Activity: Work out how many lines of the data below hold the string "inside". Answer with that number alone.

Information shown:

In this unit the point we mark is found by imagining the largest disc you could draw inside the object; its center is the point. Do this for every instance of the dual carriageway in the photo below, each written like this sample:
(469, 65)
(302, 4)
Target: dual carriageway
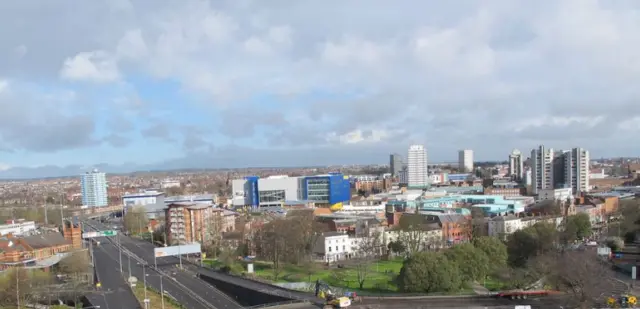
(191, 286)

...

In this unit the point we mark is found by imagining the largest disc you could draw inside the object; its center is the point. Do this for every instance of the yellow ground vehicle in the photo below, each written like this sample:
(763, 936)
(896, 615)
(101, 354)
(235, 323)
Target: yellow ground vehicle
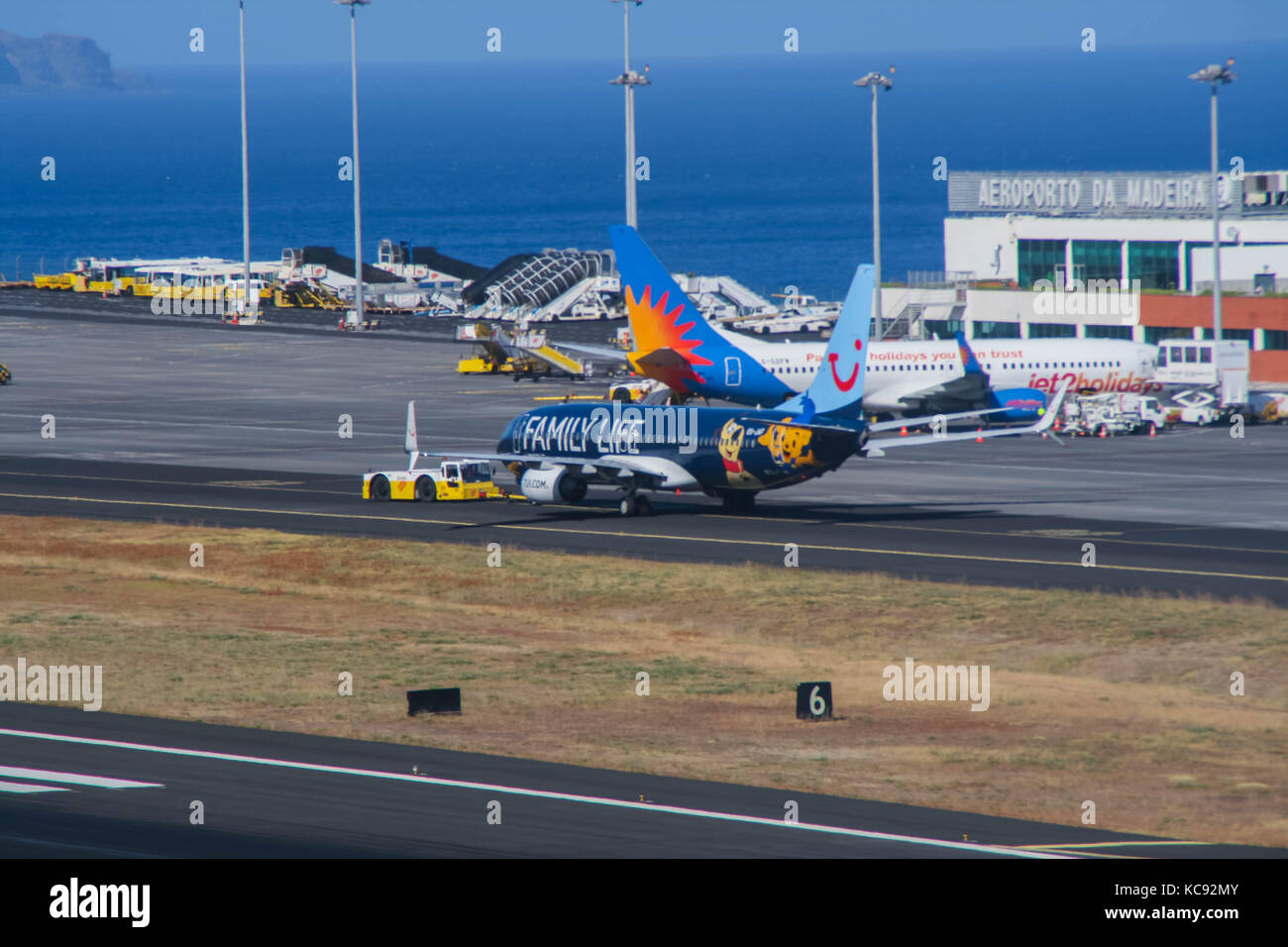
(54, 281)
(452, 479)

Response: 2